YOUR TASK
Which lines in the material below contain the string "blue"? Pick out each of them, treating uppercase and lowercase as different.

LISTED ENTRIES
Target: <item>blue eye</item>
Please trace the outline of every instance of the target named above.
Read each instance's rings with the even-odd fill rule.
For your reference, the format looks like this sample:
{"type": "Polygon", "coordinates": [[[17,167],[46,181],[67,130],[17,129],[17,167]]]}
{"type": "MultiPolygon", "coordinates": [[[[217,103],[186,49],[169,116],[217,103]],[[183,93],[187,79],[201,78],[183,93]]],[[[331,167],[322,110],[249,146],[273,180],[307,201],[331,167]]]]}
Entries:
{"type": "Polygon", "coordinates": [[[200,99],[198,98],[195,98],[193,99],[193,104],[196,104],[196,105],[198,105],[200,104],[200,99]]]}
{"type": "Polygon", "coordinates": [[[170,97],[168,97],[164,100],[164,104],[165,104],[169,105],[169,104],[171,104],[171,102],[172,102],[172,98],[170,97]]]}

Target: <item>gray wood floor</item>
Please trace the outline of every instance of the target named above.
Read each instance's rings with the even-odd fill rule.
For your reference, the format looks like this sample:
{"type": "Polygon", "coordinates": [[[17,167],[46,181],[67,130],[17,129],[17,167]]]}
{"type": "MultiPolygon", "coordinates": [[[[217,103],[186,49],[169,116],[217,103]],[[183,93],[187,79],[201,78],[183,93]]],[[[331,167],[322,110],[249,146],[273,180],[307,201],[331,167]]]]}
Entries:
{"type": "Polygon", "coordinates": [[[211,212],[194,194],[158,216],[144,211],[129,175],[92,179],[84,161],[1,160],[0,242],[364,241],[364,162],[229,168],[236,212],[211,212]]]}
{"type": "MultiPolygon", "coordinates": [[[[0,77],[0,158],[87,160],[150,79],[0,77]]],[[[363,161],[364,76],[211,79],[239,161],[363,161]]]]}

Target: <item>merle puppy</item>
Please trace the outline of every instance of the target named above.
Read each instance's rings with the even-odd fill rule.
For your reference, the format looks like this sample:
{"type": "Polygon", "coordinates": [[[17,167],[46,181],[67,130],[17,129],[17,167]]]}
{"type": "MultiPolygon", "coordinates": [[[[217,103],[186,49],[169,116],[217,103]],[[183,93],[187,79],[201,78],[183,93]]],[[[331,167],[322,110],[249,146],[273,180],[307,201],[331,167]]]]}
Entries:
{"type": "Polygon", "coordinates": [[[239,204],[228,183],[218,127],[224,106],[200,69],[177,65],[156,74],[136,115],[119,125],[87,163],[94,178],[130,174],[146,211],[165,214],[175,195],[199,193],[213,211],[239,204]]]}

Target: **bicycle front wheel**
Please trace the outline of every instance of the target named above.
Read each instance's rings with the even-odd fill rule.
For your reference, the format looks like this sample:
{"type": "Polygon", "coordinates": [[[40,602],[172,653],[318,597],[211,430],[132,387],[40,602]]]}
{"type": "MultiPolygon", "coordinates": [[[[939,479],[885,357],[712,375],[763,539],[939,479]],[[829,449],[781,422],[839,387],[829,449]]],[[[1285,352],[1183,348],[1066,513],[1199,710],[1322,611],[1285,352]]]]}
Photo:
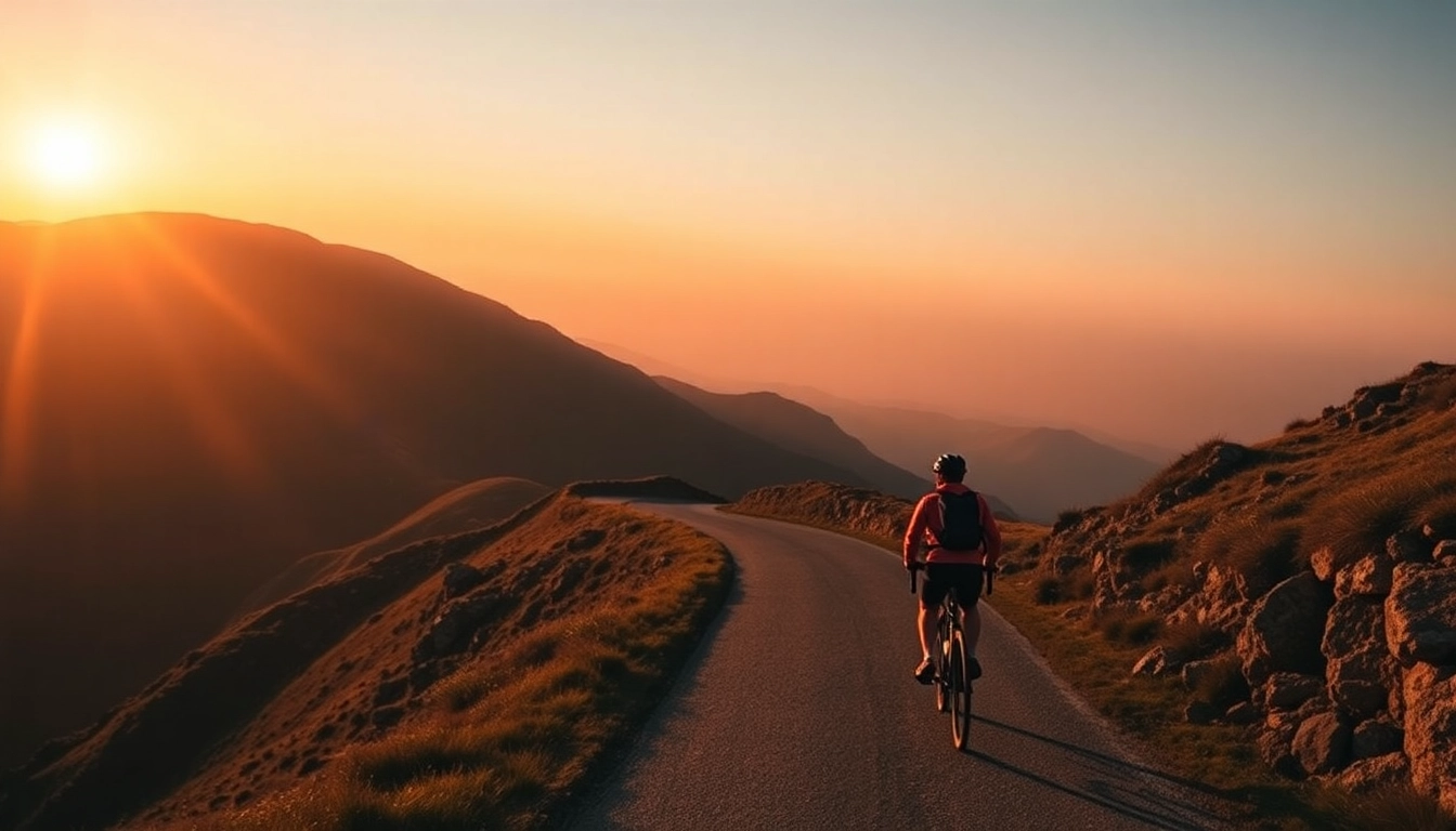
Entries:
{"type": "Polygon", "coordinates": [[[971,736],[971,678],[965,640],[957,632],[951,636],[951,739],[955,750],[965,750],[971,736]]]}

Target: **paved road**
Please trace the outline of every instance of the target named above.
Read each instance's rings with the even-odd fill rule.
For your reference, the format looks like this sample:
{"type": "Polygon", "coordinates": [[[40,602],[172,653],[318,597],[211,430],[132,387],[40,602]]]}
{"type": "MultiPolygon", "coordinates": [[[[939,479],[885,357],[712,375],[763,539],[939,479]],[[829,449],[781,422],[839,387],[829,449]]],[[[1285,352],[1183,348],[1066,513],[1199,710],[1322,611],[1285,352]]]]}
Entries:
{"type": "Polygon", "coordinates": [[[920,651],[897,556],[703,505],[638,506],[722,540],[738,584],[572,828],[1226,827],[1210,795],[1136,761],[990,610],[971,748],[955,751],[949,716],[910,677],[920,651]]]}

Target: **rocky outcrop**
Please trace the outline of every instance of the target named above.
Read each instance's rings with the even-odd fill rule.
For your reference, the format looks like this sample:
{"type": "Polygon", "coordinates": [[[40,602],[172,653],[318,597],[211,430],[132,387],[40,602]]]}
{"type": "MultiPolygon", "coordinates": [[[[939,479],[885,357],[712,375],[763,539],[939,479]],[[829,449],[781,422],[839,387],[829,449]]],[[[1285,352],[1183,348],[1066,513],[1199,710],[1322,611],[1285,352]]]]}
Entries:
{"type": "Polygon", "coordinates": [[[1319,642],[1328,608],[1329,588],[1312,572],[1294,575],[1259,598],[1238,640],[1249,684],[1257,687],[1274,672],[1322,674],[1319,642]]]}
{"type": "Polygon", "coordinates": [[[1456,668],[1417,664],[1401,691],[1411,782],[1456,812],[1456,668]]]}
{"type": "Polygon", "coordinates": [[[1456,664],[1456,569],[1396,566],[1385,617],[1390,653],[1402,665],[1456,664]]]}
{"type": "MultiPolygon", "coordinates": [[[[1421,364],[1277,441],[1210,441],[1134,499],[1059,521],[1041,569],[1091,585],[1092,613],[1232,639],[1249,696],[1214,720],[1249,725],[1274,770],[1414,786],[1456,812],[1456,511],[1439,463],[1456,453],[1453,413],[1456,367],[1421,364]],[[1139,569],[1159,547],[1187,570],[1139,569]]],[[[1210,655],[1172,648],[1188,642],[1152,646],[1133,672],[1195,683],[1210,655]]]]}

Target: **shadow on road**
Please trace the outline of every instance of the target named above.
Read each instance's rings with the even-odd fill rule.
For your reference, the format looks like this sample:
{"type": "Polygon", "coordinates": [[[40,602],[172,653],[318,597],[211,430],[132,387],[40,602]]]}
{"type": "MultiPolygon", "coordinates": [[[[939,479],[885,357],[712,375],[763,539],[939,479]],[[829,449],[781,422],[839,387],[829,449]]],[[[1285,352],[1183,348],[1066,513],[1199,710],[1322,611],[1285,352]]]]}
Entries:
{"type": "MultiPolygon", "coordinates": [[[[1251,805],[1226,790],[1201,782],[1169,776],[1152,767],[1128,763],[1104,752],[997,722],[996,719],[976,716],[976,723],[1006,731],[1054,748],[1050,752],[1064,754],[1066,758],[1063,761],[1080,761],[1080,766],[1086,768],[1085,776],[1076,777],[1080,780],[1076,783],[1057,782],[978,750],[968,750],[967,755],[1006,773],[1035,782],[1040,786],[1136,819],[1150,828],[1201,831],[1230,828],[1241,821],[1248,821],[1251,805]]],[[[1040,755],[1040,758],[1045,757],[1040,755]]]]}

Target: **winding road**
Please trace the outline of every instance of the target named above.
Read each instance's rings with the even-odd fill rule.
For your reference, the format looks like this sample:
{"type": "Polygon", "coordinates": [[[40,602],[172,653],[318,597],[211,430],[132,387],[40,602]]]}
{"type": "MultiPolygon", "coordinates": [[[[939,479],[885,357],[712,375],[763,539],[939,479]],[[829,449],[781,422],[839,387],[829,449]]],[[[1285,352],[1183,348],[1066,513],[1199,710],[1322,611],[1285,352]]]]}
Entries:
{"type": "MultiPolygon", "coordinates": [[[[910,677],[898,556],[839,534],[633,502],[721,540],[737,585],[578,830],[1229,828],[1230,805],[1139,761],[993,610],[971,745],[910,677]]],[[[994,597],[992,598],[994,601],[994,597]]]]}

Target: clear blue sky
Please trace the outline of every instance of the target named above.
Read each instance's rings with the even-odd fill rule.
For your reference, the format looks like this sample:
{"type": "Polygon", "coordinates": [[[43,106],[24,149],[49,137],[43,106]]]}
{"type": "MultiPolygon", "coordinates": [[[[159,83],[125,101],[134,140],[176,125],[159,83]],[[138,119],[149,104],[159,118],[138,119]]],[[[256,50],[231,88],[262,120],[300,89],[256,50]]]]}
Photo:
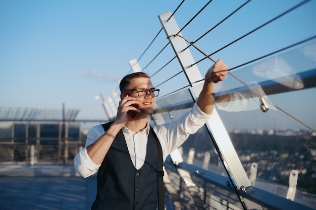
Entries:
{"type": "MultiPolygon", "coordinates": [[[[105,118],[100,100],[94,96],[111,95],[129,73],[129,61],[139,57],[162,28],[158,16],[174,11],[181,2],[1,1],[0,106],[61,109],[65,103],[66,108],[80,110],[78,119],[105,118]]],[[[208,2],[186,0],[175,15],[179,27],[208,2]]],[[[200,46],[217,49],[301,2],[253,1],[200,46]]],[[[315,35],[315,2],[218,53],[216,59],[233,67],[315,35]]],[[[183,34],[194,40],[244,2],[214,0],[195,26],[183,34]]],[[[167,43],[164,32],[162,36],[153,47],[155,53],[167,43]]],[[[141,66],[152,58],[140,61],[141,66]]]]}

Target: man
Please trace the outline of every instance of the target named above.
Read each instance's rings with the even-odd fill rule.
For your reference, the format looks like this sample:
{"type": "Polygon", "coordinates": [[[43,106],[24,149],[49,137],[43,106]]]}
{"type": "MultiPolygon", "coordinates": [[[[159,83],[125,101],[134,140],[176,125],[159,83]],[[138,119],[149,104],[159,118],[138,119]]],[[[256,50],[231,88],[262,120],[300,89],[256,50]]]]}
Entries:
{"type": "Polygon", "coordinates": [[[152,113],[159,90],[143,73],[129,75],[121,80],[121,100],[115,120],[106,126],[92,127],[86,147],[74,160],[76,171],[84,177],[98,170],[92,209],[156,209],[158,144],[155,141],[161,146],[164,161],[190,134],[202,126],[214,107],[214,84],[224,80],[227,69],[225,63],[218,60],[206,73],[192,110],[178,120],[153,128],[149,125],[147,115],[152,113]],[[134,118],[129,114],[131,111],[137,112],[134,118]]]}

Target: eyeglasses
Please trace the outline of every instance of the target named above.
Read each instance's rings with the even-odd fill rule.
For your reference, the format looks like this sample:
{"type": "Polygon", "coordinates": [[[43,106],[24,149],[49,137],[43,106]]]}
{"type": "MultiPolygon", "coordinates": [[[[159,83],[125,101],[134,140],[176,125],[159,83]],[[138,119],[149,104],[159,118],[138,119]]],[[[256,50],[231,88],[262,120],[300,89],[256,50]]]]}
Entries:
{"type": "Polygon", "coordinates": [[[145,97],[149,92],[150,96],[152,97],[156,97],[158,96],[158,94],[159,94],[160,90],[155,88],[150,88],[149,90],[146,88],[138,88],[137,89],[125,90],[123,93],[125,93],[126,91],[137,91],[138,96],[140,97],[145,97]]]}

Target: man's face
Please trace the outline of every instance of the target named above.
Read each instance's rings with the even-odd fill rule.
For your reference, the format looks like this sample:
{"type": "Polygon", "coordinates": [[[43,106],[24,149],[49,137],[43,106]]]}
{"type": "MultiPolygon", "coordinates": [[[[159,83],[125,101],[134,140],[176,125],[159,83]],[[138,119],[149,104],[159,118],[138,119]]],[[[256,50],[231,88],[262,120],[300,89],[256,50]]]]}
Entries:
{"type": "MultiPolygon", "coordinates": [[[[149,78],[144,77],[133,78],[130,84],[126,87],[126,90],[137,89],[138,88],[144,88],[150,89],[153,88],[153,85],[149,78]]],[[[136,91],[128,91],[131,96],[136,98],[137,100],[140,102],[139,109],[141,112],[137,114],[148,114],[152,113],[152,106],[155,102],[155,98],[152,97],[148,93],[145,97],[139,97],[136,91]]]]}

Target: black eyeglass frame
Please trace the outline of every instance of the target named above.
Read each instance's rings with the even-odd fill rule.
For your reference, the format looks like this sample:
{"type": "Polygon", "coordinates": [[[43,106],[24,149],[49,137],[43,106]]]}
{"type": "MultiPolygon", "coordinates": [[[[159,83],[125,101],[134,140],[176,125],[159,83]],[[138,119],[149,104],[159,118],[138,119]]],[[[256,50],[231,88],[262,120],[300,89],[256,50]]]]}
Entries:
{"type": "Polygon", "coordinates": [[[147,95],[148,94],[148,93],[149,92],[149,95],[150,96],[151,96],[153,98],[155,98],[155,97],[157,97],[158,95],[159,95],[159,92],[160,91],[160,89],[157,89],[156,88],[150,88],[150,89],[146,89],[146,88],[137,88],[137,89],[125,90],[123,92],[123,93],[125,93],[126,91],[137,91],[137,95],[138,95],[139,97],[145,97],[147,96],[147,95]],[[138,90],[146,90],[146,94],[145,94],[145,95],[143,96],[139,96],[139,92],[138,92],[138,90]],[[153,93],[154,93],[155,91],[158,91],[158,93],[157,94],[156,96],[155,95],[155,96],[153,96],[151,95],[151,94],[150,93],[150,91],[152,91],[153,90],[154,90],[153,93]]]}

EXPECTED OUTPUT
Target: <item>blue eye</item>
Target: clear blue sky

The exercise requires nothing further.